▶ **PAGE EXTRACT**
▶
There’s a moment in “Rescue Dawn” that, when viewed through the lens of war stories and tales of human endurance, is nothing short of sublime. Dieter Dengler (Christian Bale) has been imprisoned in a Laotian POW camp for six months, and following a daring prison break, he casts off his shackles in a bid to try his odds out in the wild, forbidding jungles that separate him from his American comrades. Wading down the river, cold and hungry, he spots a snake slithering across a rock. But rather than avoid the danger, Dengler grabs the snake, whacks it against a rock, and bites into it raw.
It’s at once a shocking – and maybe even disgusting – gesture, but rarely can I recall an image that more forcefully evokes the grit of human determination and the euphoria of a man, written off as dead, returning back to life. This, my friends, is a survivor, and if it takes biting into a snake to survive, then all snakes better beware.
Directed by art house icon Werner Herzog, this snake scene is not all that unusual for just about any character in any Herzog film. Long fascinated by that tipping point, where sophisticated society reverts back to raw, animalistic behavior, Herzog’s perhaps best-known recent film is his documentary “Grizzly Man,” which told the story of activist Timothy Treadwell, who turned his back on humanity in favor of living with the bears in northern Alaska.
Over the years, Treadwell came to think of himself as one of the pack, one day he was viciously mauled and killed by one of his “friends.”
In 1997, Herzog actually made a documentary about Dengler, titled “Little Dieter Needs To Fly,” the director already clearly captivated by what sort of commitment and intensity would be required not only to endure a POW camp, but to be the only person to emerge from that hell hole unscathed.
◀
▶ **SUPPLIED INFORMATION**
▶
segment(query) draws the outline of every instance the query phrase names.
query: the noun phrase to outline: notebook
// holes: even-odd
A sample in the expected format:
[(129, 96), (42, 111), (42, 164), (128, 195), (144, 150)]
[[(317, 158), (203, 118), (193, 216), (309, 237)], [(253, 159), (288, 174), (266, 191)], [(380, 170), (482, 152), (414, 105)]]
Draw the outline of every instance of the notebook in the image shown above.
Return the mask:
◀
▶ **TASK GOAL**
According to the review of "Rescue Dawn," what was the title of the 1997 documentary Werner Herzog made about Dieter Dengler? The data is separate from the review and unrelated to it.

▶ **RESULT FOR THIS TASK**
"Little Dieter Needs To Fly."